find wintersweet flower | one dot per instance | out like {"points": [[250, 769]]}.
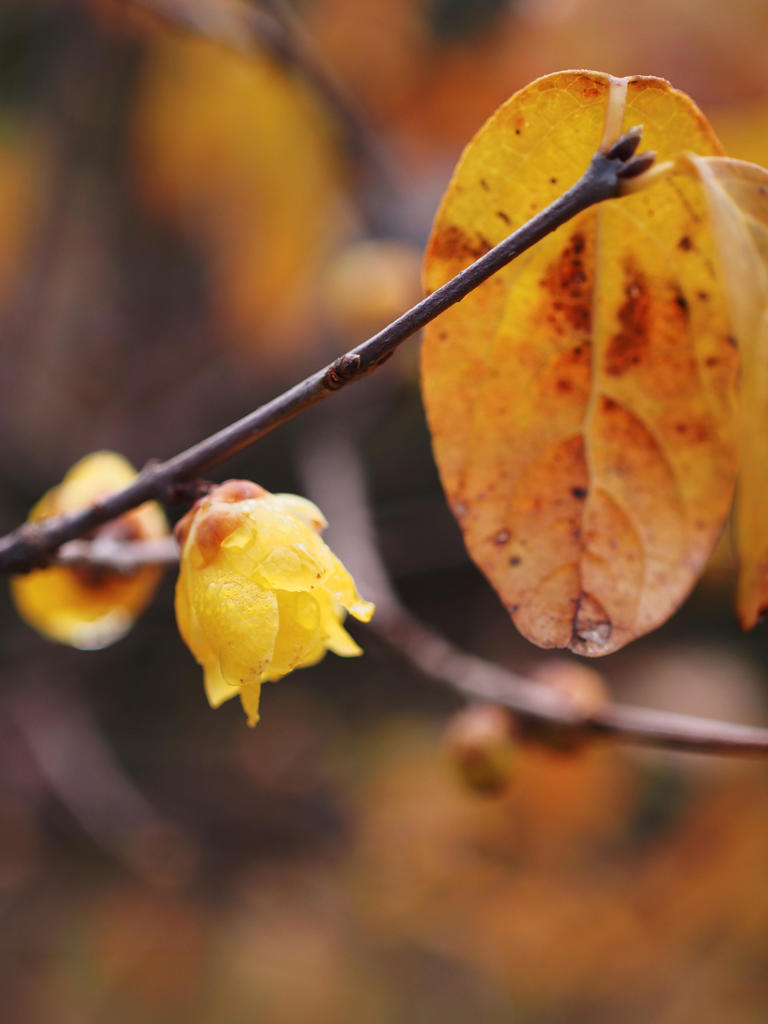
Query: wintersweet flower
{"points": [[259, 593], [86, 607]]}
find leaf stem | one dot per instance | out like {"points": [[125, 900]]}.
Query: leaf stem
{"points": [[32, 545]]}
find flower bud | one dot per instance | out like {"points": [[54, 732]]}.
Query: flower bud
{"points": [[481, 742], [582, 689], [259, 593], [90, 607]]}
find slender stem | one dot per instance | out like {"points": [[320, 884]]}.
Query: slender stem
{"points": [[31, 545]]}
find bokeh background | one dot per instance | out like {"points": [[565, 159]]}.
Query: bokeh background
{"points": [[187, 226]]}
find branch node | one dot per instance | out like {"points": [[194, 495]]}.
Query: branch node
{"points": [[638, 165], [626, 144], [341, 371]]}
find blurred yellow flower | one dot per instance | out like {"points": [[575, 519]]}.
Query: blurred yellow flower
{"points": [[259, 593], [87, 607]]}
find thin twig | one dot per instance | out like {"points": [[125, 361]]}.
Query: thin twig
{"points": [[334, 477], [31, 545]]}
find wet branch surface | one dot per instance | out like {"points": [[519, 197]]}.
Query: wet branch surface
{"points": [[32, 545]]}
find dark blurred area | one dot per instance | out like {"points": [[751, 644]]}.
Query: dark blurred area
{"points": [[186, 227]]}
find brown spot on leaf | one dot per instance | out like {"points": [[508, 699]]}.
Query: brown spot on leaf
{"points": [[452, 243], [628, 347], [592, 627], [566, 282], [681, 302]]}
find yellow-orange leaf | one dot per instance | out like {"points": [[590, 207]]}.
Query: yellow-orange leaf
{"points": [[582, 400], [737, 195]]}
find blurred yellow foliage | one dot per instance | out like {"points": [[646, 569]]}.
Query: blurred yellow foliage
{"points": [[84, 607], [239, 155]]}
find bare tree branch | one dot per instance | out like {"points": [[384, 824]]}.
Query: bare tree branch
{"points": [[32, 545]]}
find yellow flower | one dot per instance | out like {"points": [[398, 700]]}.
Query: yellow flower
{"points": [[84, 607], [259, 593]]}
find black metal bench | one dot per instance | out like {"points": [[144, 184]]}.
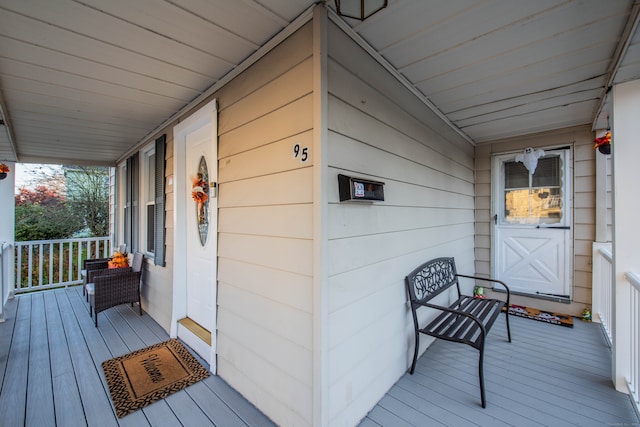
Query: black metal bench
{"points": [[467, 320]]}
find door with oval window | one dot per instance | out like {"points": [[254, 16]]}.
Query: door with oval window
{"points": [[195, 270], [532, 250]]}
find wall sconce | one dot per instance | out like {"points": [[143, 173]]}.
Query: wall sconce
{"points": [[4, 169], [359, 9]]}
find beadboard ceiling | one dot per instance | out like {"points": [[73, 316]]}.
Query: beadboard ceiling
{"points": [[82, 81]]}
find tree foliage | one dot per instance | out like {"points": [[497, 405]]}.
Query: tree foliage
{"points": [[63, 203], [43, 214], [88, 195]]}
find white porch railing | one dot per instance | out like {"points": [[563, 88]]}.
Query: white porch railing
{"points": [[5, 270], [602, 288], [44, 264], [633, 381]]}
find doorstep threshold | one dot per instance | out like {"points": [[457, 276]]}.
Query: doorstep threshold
{"points": [[196, 329]]}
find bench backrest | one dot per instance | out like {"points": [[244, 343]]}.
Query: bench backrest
{"points": [[431, 278]]}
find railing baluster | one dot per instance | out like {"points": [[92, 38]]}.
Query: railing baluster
{"points": [[61, 272], [633, 381], [60, 262], [51, 278], [40, 263]]}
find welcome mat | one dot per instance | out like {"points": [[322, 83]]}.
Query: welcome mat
{"points": [[137, 379], [541, 315]]}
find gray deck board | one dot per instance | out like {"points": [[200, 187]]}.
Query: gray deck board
{"points": [[51, 374], [40, 409], [548, 376], [13, 404], [51, 358]]}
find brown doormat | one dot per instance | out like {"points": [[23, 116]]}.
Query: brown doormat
{"points": [[144, 376], [541, 315]]}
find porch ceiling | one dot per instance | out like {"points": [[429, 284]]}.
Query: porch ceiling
{"points": [[82, 81]]}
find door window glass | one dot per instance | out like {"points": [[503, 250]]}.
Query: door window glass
{"points": [[537, 200]]}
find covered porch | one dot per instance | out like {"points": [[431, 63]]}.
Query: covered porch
{"points": [[51, 355], [306, 290]]}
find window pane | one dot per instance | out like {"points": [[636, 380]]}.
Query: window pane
{"points": [[547, 172], [151, 178], [151, 227], [540, 206], [515, 175]]}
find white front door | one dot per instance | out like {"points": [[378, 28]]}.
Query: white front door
{"points": [[195, 272], [532, 236]]}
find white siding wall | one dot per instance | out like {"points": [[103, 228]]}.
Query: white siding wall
{"points": [[581, 139], [265, 232], [379, 130]]}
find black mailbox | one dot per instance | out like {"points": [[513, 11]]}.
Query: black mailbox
{"points": [[360, 189]]}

Instruction: Output every line of the data above word for word, leaving out the pictures.

Task result:
find wintersweet flower | one dot per instance | out like {"points": [[250, 769]]}.
Query: wintersweet flower
{"points": [[259, 593], [86, 607]]}
find leaf stem | one dot per instance | out like {"points": [[125, 900]]}.
Query: leaf stem
{"points": [[32, 545]]}
find flower bud | one dot per instance | out like {"points": [[54, 732]]}.
Query: flower bud
{"points": [[481, 742], [582, 689], [259, 593], [90, 607]]}
find slender stem | one dot per instance | out like {"points": [[320, 884]]}.
Query: slender stem
{"points": [[31, 545]]}
find bokeh background | one dot per instance | out like {"points": [[565, 159]]}.
Query: bokeh background
{"points": [[187, 226]]}
find branch node | one dot per instance | out like {"points": [[194, 495]]}.
Query: branch node
{"points": [[638, 165], [626, 144], [341, 371]]}
find blurred yellow flower | one dot per instance | out like {"points": [[575, 519]]}.
Query: blurred yellow flower
{"points": [[259, 593], [87, 607]]}
find thin twig | one dot per instance | out like {"points": [[125, 361]]}.
Query: thin twig
{"points": [[334, 477], [31, 545]]}
find wet branch surface | one dot per instance | out like {"points": [[519, 197]]}.
Query: wet branch surface
{"points": [[32, 545]]}
find dark blurred area | one dot per instance | out like {"points": [[751, 644]]}.
Query: dark blurred area
{"points": [[186, 227]]}
find brown spot on leaf | one dot per instance | out like {"points": [[508, 699]]}.
Query: brown spot on leaf
{"points": [[452, 243], [628, 347], [592, 627], [566, 282], [681, 302]]}
find yellow-orange leaf | one dot per instance | out like {"points": [[590, 207]]}.
Query: yellow-orange leaf
{"points": [[582, 400], [737, 195]]}
find blurred yellow foliage | one dot per instance | out like {"points": [[646, 569]]}.
Query: blurred yellow foliage
{"points": [[84, 607], [239, 155]]}
find bare tree branch | one dot per instance | out like {"points": [[384, 824]]}.
Query: bare tree branch
{"points": [[32, 545]]}
find yellow flower | one dot per instance | out like {"points": [[398, 700]]}.
Query: yellow flower
{"points": [[84, 607], [259, 593]]}
find black metal bench | one dot per instance | out like {"points": [[144, 184]]}.
Query: black metal bench
{"points": [[467, 320]]}
find door with oval window | one dot per instance | out like {"points": [[254, 16]]}.
Query: door with oval window
{"points": [[195, 270], [532, 250]]}
find wall sconce | one dot per instance | out like {"points": [[143, 173]]}.
Query: wall sconce
{"points": [[4, 169], [359, 9]]}
find beadboard ceiling | one dot per instance | out like {"points": [[73, 316]]}.
Query: beadboard ceiling
{"points": [[82, 81]]}
find tree foliage | one dot per instance | out like {"points": [[497, 405]]}.
Query: tree foliage
{"points": [[63, 203], [43, 214], [88, 195]]}
find white porch railing | one dot per instance | out like {"points": [[563, 88]]}.
Query: white porch railing
{"points": [[5, 270], [602, 288], [44, 264], [633, 381]]}
find doorstep threshold | one dot per instance | out like {"points": [[457, 276]]}.
Query: doorstep threshold
{"points": [[196, 329]]}
find bench backrest | one dot per instance | out like {"points": [[244, 343]]}.
Query: bench backrest
{"points": [[431, 278]]}
find railing baluster | one dot per instance | out like {"points": [[92, 38]]}.
Query: railing baluster
{"points": [[61, 272], [633, 381], [60, 262], [51, 278], [40, 263]]}
find welcome mat | one dot per instance | out like {"points": [[322, 83]]}.
Query: welcome mat
{"points": [[137, 379], [541, 315]]}
find gray deck board | one dot per instance | out like {"points": [[200, 187]]}.
Query: gray deck board
{"points": [[51, 374], [40, 409], [548, 376], [13, 404], [51, 358]]}
find brown doormat | one dot per instance | out like {"points": [[23, 116]]}.
Query: brown doormat
{"points": [[144, 376], [541, 315]]}
find porch ceiling | one dot per instance | out like {"points": [[429, 284]]}.
Query: porch ceiling
{"points": [[82, 81]]}
find door window glass | one dot per instance | out like {"points": [[503, 250]]}.
Query: door window glass
{"points": [[537, 200]]}
find covered porch | one dot per instance | out like {"points": [[431, 63]]}.
Query: covered porch
{"points": [[51, 355], [306, 290]]}
find window pane | one dot per instance | out like {"points": [[636, 380]]}.
Query: window pane
{"points": [[547, 172], [151, 178], [151, 227], [540, 206], [515, 175]]}
find white front door | one dot per instance | out like {"points": [[378, 28]]}.
Query: white front door
{"points": [[195, 272], [532, 236]]}
find white siding wall | one dot per instance | out like {"points": [[103, 228]]}.
Query: white siding wall
{"points": [[581, 139], [265, 232], [379, 130]]}
find black mailbox | one dot per instance | out like {"points": [[513, 11]]}.
Query: black mailbox
{"points": [[360, 189]]}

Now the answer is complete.